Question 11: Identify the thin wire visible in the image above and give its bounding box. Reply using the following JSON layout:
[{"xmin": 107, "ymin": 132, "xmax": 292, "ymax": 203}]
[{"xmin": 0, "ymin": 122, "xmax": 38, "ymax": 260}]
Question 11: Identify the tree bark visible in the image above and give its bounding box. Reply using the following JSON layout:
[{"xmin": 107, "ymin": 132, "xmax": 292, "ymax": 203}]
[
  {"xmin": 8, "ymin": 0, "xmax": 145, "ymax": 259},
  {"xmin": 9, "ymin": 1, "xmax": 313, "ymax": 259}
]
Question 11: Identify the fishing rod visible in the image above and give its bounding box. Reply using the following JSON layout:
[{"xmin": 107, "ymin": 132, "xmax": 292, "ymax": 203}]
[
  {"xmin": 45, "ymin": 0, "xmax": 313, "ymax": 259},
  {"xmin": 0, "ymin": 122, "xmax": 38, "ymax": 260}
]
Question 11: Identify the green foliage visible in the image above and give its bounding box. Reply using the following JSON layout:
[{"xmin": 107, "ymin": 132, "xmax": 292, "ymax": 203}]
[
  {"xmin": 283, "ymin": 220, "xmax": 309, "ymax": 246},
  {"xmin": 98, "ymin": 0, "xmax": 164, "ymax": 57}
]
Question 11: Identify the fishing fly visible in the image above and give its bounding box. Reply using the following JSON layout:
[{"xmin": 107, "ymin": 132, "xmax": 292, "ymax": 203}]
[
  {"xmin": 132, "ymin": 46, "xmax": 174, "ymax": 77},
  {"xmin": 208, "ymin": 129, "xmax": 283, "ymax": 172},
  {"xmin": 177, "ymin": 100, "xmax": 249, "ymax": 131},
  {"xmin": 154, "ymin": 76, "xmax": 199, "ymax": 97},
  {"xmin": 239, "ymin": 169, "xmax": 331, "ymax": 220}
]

______________________________

### Direction
Resize everything from the row containing "Question 11: Identify the fishing rod" down to the end of the rows. Reproduce every line, requests included, and multiply each bounding-box coordinate in the answers by 1.9, rounding to whole numbers with halves rounded up; leave the numbers in the requests and their sample layouts unchanged.

### Final result
Question 11: Identify the fishing rod visible in the image above and give its bounding box. Reply using the following JSON layout:
[{"xmin": 107, "ymin": 132, "xmax": 292, "ymax": 203}]
[
  {"xmin": 86, "ymin": 0, "xmax": 595, "ymax": 492},
  {"xmin": 0, "ymin": 232, "xmax": 72, "ymax": 494}
]
Question 11: Identify the green foliage visible in the image above and give its bounding box. Reply using the following JSON layout:
[{"xmin": 107, "ymin": 132, "xmax": 292, "ymax": 203}]
[
  {"xmin": 538, "ymin": 418, "xmax": 587, "ymax": 467},
  {"xmin": 186, "ymin": 0, "xmax": 312, "ymax": 108}
]
Question 11: Identify the fishing fly visible in the image above and give its bounding box. Reply using the following JSON layout:
[{"xmin": 107, "ymin": 132, "xmax": 292, "ymax": 203}]
[
  {"xmin": 251, "ymin": 87, "xmax": 331, "ymax": 146},
  {"xmin": 395, "ymin": 245, "xmax": 538, "ymax": 327},
  {"xmin": 336, "ymin": 190, "xmax": 473, "ymax": 249},
  {"xmin": 293, "ymin": 144, "xmax": 378, "ymax": 184},
  {"xmin": 454, "ymin": 321, "xmax": 629, "ymax": 418}
]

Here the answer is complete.